[Listed entries]:
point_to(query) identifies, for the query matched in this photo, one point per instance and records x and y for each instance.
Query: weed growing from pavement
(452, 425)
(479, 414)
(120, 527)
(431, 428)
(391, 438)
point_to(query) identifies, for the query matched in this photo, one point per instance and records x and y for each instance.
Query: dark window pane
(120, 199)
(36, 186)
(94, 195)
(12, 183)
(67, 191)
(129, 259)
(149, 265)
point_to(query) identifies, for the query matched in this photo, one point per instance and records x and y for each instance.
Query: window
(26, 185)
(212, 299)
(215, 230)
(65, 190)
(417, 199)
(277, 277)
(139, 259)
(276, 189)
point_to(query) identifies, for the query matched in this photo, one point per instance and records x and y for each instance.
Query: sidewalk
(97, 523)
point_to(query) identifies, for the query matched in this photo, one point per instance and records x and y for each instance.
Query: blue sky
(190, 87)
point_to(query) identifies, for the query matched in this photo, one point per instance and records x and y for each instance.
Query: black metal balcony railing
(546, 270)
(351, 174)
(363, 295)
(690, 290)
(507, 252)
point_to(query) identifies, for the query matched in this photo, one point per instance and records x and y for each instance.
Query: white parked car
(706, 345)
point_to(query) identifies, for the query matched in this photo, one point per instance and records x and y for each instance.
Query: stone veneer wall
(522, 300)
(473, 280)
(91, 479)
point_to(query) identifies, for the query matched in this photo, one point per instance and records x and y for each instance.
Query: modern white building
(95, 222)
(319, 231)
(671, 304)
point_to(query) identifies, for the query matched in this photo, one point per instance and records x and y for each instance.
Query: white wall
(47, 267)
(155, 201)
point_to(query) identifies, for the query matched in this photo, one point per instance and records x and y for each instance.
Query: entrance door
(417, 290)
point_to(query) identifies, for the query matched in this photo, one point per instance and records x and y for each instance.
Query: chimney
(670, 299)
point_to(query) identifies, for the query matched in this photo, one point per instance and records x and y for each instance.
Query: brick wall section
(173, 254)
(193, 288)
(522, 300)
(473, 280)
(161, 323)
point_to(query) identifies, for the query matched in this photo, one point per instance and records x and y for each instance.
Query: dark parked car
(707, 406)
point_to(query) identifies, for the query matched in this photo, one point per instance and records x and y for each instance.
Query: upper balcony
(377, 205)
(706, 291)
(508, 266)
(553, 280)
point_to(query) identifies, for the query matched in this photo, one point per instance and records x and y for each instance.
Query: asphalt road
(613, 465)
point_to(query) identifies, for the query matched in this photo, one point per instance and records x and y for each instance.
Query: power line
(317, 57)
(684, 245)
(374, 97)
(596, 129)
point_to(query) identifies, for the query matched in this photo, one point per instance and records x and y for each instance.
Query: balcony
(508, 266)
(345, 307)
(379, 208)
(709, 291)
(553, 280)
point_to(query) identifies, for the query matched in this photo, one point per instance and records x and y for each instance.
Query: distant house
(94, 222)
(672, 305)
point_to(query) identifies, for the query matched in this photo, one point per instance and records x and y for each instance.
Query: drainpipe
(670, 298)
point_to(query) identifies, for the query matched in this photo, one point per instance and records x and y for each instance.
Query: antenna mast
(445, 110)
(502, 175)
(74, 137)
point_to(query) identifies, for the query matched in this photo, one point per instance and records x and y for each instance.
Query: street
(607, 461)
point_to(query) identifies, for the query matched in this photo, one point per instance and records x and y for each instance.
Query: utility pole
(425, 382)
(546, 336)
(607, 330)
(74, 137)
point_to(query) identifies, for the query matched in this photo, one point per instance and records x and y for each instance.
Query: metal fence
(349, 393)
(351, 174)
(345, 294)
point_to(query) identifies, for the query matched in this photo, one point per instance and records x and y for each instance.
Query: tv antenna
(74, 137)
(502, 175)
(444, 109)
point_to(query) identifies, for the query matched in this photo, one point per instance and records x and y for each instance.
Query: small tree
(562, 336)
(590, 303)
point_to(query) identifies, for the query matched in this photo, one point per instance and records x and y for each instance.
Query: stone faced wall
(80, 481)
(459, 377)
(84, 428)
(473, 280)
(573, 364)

[Requirement]: Set down the whole listing again, exactly as shown above.

[Exercise answer]:
point_to(query) identifies, for the query matched in this photo, one point per instance and records x and y for each instance.
Query: weed growing from pavement
(452, 425)
(479, 414)
(120, 527)
(431, 428)
(391, 438)
point_to(query) identifies, for the query matched in this photo, one point per instance and records x and y for each instance.
Query: dark window pane
(120, 199)
(36, 186)
(94, 195)
(12, 183)
(67, 191)
(129, 259)
(149, 265)
point_to(query) identifies, for the query matched in this photo, one point per instance and records x and y for each instance.
Query: window
(26, 185)
(212, 299)
(215, 230)
(65, 190)
(417, 199)
(277, 277)
(139, 259)
(276, 189)
point_to(query) identifies, for the query matched in this photo, one point per instance and records x and y for each instance.
Query: sidewalk
(97, 523)
point_to(query) identifies, for the query matched in this photo, one point per instance and records x and y for each instance.
Query: blue sky
(190, 87)
point_to(query) identifies, for the query matched in this photo, one point per instance and records x and y for each instance.
Query: black metal balcony railing
(546, 270)
(351, 174)
(363, 295)
(690, 290)
(507, 252)
point_to(query) identifies, for the query matched in this photo, one point per instance and records x and y for each instance.
Query: white parked car
(706, 345)
point_to(query) identifies, for the query matched in this photo, one point per instance and records x and y for each instance.
Query: stone veneer wall
(522, 300)
(473, 280)
(91, 479)
point_to(query) identifies, for the query matched in this photo, one point per instance and records x and y for each instance.
Query: modern white building
(95, 222)
(319, 231)
(671, 304)
point_to(query) identifies, for the query matched in this photo, one point per instance and records x and y for each instance.
Query: white wall
(47, 267)
(155, 201)
point_to(query) identifies, for the query matched in this photo, one point per instance and records x and y for each instance.
Query: entrance door
(417, 290)
point_to(query) identifies, for the query matched in this photo, one point per instance and records x and y for each instance.
Query: chimney
(670, 299)
point_to(query) identifies, for the query matched in this photo, one point per instance and records x and y for each instance.
Query: brick wall section
(173, 254)
(193, 288)
(522, 300)
(473, 280)
(161, 323)
point_to(query) identifies, for the query matched in this photo, one point per instance and records x and y for each instance.
Query: dark parked car
(707, 406)
point_to(query) identifies, for the query matched in this photo, one point per instance and records x and y for each instance.
Query: upper balcony
(377, 205)
(706, 291)
(508, 266)
(553, 280)
point_to(query) identifies, for the query matched in this photo, one point per instance and records x and y for each instance.
Query: asphalt road
(613, 465)
point_to(query) identifies, for the query matched in this photo, one point per instance and records x and y for each instance.
Query: power line
(317, 57)
(684, 245)
(374, 97)
(596, 129)
point_to(query) identifies, for the query matched in this photo, one point per instance and records x and y for each instance.
Query: balcony
(508, 266)
(345, 307)
(379, 208)
(709, 291)
(553, 280)
point_to(query) identifies, for the query matched in this photo, one point per instance and records x and y for each instance.
Query: distant house
(94, 222)
(672, 305)
point_to(query) identifies, for the query matched in this photo, one point per instance and records x and y for each instance.
Query: drainpipe
(670, 298)
point_to(query) identifies, for the query matched in this photo, one point per instance and records x and y for each instance.
Query: antenna mast
(445, 110)
(502, 175)
(74, 137)
point_to(query) identifies, for the query matched in this photo, one point per instance and records x and y for each instance.
Query: street
(607, 461)
point_to(query) identifies, for the query matched in this photo, one point per instance and records x and y for each instance.
Query: utility pole
(425, 382)
(546, 336)
(607, 330)
(74, 137)
point_to(query) identifies, for the query matched in this photo, one point per instance and records x and y for each instance.
Query: metal fence
(349, 393)
(351, 174)
(345, 294)
point_to(query) identifies, for the query matched in this photo, one point per instance and records x and y for each instance.
Query: tv antenna
(74, 137)
(502, 175)
(444, 109)
point_to(query) identifies, for the query matched in this photo, one point per instance and records x and y for each instance.
Query: small tree
(562, 336)
(590, 303)
point_to(query) identifies, for the query matched in this photo, one point per instance and records x and y for each instance.
Query: stone faced wall
(80, 481)
(459, 377)
(84, 428)
(473, 280)
(573, 364)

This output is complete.